ASSIGNMENT A:
From the passage on bed bug color preferences, quote everything from "Researchers from the" to "versus hungry bugs.".
ASSIGNMENT B:
Translate this sentence from the bed bug color study into Spanish: "A bed bug was then placed in the middle of the Petri dish and given 10 minutes to choose one of the colored harborages."
ASSIGNMENT C:
Proceed with the article on bed bug color preferences, picking up after its final sentence.

Researchers from the University of Florida and Union College in Lincoln, Neb., wondered whether bed bugs preferred certain colors for their hiding places, so they did some testing in the lab. The tests consisted of using small tent-like harborages that were made from colored cardstock and placed in Petri dishes. A bed bug was then placed in the middle of the Petri dish and given 10 minutes to choose one of the colored harborages. A few variations of the test were also conducted, such as testing bed bugs in different life stages, of different sexes, individual bugs versus groups of bugs, and fed bugs versus hungry bugs.
The results, published in the Journal of Medical Entomology, showed that the bed bugs strongly preferred red and black, and they seemed to avoid colors like green and yellow. “It was speculated that a bed bug would go to any harborage in an attempt to hide,” wrote the authors. “However, these color experiments show that bed bugs do not hide in just any harborage; rather, they will select a harborage based on its color when moving in the light.”
“We originally thought the bed bugs might prefer red because blood is red and that’s what they feed on,” said Dr. Corraine McNeill, one of the co-authors. “However, after doing the study, the main reason we think they preferred red colors is because bed bugs themselves appear red, so they go to these harborages because they want to be with other bed bugs, as they are known to exist in aggregations.”

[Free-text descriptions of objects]
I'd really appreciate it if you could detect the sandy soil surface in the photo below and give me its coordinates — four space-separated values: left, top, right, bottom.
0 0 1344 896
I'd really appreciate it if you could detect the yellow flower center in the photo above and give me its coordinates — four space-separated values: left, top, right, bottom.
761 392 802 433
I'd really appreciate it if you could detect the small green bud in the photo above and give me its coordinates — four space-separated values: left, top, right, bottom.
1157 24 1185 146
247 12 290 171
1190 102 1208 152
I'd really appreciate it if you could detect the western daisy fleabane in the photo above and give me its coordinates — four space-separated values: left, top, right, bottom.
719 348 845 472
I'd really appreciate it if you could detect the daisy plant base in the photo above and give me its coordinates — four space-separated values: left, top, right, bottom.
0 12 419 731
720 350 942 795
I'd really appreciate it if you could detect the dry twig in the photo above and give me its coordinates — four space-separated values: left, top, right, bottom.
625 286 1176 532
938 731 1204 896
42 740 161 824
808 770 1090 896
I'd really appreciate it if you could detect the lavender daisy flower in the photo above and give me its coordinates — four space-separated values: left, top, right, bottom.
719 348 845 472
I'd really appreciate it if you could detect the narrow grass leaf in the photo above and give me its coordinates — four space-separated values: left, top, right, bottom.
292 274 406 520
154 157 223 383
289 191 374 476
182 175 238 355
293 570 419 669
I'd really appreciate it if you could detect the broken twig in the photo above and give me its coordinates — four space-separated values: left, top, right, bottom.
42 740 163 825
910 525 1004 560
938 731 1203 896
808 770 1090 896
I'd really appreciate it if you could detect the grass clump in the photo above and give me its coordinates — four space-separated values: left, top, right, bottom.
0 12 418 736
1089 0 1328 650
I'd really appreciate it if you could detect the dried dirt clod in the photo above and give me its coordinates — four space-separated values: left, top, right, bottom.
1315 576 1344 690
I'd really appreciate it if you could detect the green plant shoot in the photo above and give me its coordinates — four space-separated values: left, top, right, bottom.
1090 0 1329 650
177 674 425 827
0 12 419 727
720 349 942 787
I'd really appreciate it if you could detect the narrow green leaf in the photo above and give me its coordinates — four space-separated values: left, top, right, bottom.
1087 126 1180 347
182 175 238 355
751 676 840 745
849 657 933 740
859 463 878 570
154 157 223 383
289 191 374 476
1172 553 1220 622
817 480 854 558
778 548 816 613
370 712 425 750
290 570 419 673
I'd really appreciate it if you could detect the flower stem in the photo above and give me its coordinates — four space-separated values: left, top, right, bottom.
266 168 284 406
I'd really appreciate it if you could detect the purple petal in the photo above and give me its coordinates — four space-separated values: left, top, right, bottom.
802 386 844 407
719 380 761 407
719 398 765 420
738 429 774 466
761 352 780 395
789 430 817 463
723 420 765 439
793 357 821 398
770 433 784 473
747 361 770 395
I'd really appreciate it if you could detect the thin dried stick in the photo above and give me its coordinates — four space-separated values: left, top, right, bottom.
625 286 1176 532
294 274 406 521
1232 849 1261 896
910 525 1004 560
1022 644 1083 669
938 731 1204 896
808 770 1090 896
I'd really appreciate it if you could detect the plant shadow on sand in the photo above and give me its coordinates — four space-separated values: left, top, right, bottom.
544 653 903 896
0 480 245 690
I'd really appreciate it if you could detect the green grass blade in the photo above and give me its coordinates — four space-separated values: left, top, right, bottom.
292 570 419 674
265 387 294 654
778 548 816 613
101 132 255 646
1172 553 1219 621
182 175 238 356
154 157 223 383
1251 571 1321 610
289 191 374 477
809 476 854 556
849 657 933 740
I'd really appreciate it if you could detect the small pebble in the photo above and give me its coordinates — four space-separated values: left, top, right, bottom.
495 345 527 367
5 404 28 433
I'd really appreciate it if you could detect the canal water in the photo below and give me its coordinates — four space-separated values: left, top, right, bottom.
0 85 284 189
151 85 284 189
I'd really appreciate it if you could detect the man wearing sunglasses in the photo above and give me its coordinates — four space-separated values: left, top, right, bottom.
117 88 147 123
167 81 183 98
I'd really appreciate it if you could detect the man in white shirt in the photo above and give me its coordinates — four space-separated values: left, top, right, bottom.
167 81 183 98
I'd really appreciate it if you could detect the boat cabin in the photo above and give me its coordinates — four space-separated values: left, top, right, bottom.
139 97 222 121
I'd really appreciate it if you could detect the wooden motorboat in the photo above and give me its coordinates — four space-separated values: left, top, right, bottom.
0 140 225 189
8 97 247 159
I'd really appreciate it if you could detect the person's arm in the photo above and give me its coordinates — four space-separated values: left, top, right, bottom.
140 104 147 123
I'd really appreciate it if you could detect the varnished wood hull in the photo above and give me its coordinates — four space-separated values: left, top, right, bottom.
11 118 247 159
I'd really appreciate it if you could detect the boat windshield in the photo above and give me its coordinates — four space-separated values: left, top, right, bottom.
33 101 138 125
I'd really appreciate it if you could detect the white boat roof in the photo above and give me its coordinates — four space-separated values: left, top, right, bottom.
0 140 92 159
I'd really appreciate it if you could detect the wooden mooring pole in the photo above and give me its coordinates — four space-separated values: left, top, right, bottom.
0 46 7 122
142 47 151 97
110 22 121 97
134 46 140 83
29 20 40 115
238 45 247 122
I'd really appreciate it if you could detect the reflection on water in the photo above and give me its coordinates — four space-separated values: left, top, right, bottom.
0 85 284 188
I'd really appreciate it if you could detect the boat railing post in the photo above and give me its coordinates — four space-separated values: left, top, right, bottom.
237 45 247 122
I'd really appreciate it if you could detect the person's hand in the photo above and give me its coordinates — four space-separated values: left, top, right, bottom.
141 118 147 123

...

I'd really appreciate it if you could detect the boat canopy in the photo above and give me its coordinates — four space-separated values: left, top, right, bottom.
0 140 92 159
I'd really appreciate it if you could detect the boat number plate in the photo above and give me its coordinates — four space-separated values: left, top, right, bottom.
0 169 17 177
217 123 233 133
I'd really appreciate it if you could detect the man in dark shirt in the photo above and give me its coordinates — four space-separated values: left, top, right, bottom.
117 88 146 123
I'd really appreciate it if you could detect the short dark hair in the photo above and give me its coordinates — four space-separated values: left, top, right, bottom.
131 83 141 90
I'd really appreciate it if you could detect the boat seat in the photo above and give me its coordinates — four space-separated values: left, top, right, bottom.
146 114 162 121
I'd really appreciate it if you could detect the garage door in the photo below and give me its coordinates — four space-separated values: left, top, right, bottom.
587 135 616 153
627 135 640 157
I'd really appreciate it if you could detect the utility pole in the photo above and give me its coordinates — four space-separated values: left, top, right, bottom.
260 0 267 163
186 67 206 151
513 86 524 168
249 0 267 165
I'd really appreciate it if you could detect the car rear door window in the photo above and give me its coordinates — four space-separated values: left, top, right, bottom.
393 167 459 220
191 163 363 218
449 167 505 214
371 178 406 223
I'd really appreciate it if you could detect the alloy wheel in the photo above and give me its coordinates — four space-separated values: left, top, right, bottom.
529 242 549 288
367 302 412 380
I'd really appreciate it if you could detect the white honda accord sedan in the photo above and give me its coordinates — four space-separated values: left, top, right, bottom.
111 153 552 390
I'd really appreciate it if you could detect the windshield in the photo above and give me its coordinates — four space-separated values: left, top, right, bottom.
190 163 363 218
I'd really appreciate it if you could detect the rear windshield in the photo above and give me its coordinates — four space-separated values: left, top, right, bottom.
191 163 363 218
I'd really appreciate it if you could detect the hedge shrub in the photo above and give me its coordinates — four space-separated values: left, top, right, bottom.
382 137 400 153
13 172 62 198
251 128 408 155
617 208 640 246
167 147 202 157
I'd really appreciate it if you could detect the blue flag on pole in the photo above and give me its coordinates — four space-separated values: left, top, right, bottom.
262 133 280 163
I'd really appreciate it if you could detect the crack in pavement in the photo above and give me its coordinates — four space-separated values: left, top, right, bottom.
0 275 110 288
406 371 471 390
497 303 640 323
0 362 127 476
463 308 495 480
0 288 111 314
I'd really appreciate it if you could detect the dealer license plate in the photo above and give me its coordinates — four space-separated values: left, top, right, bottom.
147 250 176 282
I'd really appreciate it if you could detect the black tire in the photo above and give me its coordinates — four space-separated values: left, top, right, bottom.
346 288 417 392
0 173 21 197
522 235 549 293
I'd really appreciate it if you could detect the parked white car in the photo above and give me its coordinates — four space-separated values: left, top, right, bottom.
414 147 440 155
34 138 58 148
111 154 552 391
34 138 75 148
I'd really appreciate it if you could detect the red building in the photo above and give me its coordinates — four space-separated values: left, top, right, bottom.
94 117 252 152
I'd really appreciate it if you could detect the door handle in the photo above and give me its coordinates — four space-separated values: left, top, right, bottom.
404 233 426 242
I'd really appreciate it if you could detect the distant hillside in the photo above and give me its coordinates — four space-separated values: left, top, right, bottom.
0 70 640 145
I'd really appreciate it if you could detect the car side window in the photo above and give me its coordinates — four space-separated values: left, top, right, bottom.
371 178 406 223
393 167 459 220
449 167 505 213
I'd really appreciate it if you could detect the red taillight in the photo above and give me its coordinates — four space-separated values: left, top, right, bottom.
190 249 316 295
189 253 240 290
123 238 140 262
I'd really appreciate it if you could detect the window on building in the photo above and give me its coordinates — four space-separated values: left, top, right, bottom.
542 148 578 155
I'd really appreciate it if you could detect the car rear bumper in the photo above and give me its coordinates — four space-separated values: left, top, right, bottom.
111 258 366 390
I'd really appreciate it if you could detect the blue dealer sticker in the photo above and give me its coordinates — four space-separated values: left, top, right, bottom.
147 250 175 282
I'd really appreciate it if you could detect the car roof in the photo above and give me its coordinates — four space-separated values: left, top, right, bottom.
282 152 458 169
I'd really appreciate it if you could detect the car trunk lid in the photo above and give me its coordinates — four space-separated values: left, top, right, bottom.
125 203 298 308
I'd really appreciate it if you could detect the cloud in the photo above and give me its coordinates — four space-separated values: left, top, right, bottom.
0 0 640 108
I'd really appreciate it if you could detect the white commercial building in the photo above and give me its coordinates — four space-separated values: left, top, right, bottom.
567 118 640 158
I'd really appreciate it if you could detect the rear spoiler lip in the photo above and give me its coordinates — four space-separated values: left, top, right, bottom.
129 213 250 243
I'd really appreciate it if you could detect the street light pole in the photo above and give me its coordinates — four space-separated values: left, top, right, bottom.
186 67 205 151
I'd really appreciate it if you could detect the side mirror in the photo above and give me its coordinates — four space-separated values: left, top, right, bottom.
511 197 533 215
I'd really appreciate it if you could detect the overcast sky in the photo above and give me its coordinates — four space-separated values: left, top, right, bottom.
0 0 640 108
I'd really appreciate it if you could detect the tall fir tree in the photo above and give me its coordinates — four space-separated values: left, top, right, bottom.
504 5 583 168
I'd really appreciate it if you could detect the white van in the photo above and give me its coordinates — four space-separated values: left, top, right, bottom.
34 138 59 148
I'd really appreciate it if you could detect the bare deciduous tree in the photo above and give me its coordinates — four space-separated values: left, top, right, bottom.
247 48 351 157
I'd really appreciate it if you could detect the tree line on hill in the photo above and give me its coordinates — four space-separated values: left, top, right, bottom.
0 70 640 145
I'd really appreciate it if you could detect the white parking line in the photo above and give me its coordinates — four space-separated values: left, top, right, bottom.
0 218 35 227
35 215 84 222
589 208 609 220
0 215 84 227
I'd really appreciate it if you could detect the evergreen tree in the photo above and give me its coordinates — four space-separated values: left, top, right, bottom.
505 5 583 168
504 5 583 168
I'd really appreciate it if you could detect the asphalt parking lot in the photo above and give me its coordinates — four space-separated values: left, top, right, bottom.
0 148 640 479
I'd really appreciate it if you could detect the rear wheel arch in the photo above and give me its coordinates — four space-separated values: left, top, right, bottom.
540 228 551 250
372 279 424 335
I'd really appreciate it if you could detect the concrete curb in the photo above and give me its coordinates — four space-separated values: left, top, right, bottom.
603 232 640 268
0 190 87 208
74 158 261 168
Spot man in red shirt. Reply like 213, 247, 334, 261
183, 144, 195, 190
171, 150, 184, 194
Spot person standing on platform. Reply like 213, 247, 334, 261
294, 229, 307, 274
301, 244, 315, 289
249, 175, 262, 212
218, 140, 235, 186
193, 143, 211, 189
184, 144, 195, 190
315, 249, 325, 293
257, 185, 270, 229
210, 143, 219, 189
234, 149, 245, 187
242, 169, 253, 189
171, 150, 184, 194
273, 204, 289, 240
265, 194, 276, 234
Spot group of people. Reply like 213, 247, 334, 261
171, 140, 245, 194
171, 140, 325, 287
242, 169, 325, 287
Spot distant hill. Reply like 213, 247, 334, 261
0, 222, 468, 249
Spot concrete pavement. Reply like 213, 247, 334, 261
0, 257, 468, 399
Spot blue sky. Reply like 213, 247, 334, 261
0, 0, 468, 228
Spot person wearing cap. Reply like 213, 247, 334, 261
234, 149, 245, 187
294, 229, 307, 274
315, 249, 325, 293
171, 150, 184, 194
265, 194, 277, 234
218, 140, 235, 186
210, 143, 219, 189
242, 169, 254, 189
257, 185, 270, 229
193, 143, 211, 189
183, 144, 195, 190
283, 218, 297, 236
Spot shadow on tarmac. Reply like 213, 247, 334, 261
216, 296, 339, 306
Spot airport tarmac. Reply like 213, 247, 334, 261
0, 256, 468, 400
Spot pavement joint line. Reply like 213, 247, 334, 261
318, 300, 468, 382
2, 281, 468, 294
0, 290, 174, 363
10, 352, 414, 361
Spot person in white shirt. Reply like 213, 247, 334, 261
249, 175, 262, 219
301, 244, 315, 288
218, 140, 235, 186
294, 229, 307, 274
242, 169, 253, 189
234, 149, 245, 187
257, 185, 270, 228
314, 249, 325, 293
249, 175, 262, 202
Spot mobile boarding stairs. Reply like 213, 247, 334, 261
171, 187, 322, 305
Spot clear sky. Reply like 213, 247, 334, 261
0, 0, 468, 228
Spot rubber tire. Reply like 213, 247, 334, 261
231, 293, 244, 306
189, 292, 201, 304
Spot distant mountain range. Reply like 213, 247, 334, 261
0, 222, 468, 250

---

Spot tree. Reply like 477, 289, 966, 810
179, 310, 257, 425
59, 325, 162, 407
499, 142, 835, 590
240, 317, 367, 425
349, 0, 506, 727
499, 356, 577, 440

EXERCISE ANSWER A:
Researchers from the University of Florida and Union College in Lincoln, Neb., wondered whether bed bugs preferred certain colors for their hiding places, so they did some testing in the lab. The tests consisted of using small tent-like harborages that were made from colored cardstock and placed in Petri dishes. A bed bug was then placed in the middle of the Petri dish and given 10 minutes to choose one of the colored harborages. A few variations of the test were also conducted, such as testing bed bugs in different life stages, of different sexes, individual bugs versus groups of bugs, and fed bugs versus hungry bugs.

EXERCISE ANSWER B:
Luego se colocó una chinche en el centro de la placa de Petri y se le dieron 10 minutos para elegir uno de los refugios de colores.

EXERCISE ANSWER C:
While this is a plausible explanation, many factors influenced which color the bed bugs chose. For example, the bugs’ color preferences changed as they grew older, and they chose different colors when they were in groups than when they were alone. They also chose different colors depending on whether they were hungry or fed. Furthermore, males and females seemed to prefer different colors.
The authors suggest that a possible explanation for why bed bugs avoided yellow and green colors is because those colors resemble brightly lit areas. These findings are important because they may have implications for controlling the pests.
“We are thinking about how you can enhance bed bug traps by using monitoring tools that act as a harborage and are a specific color that is attractive to the bug,” said Dr. McNeill. “However, the point isn’t to use the color traps in isolation, but to use color preference as something in your toolkit to be paired with other things such as pheromones or carbon dioxide to potentially increase the number of bed bugs in a trap.”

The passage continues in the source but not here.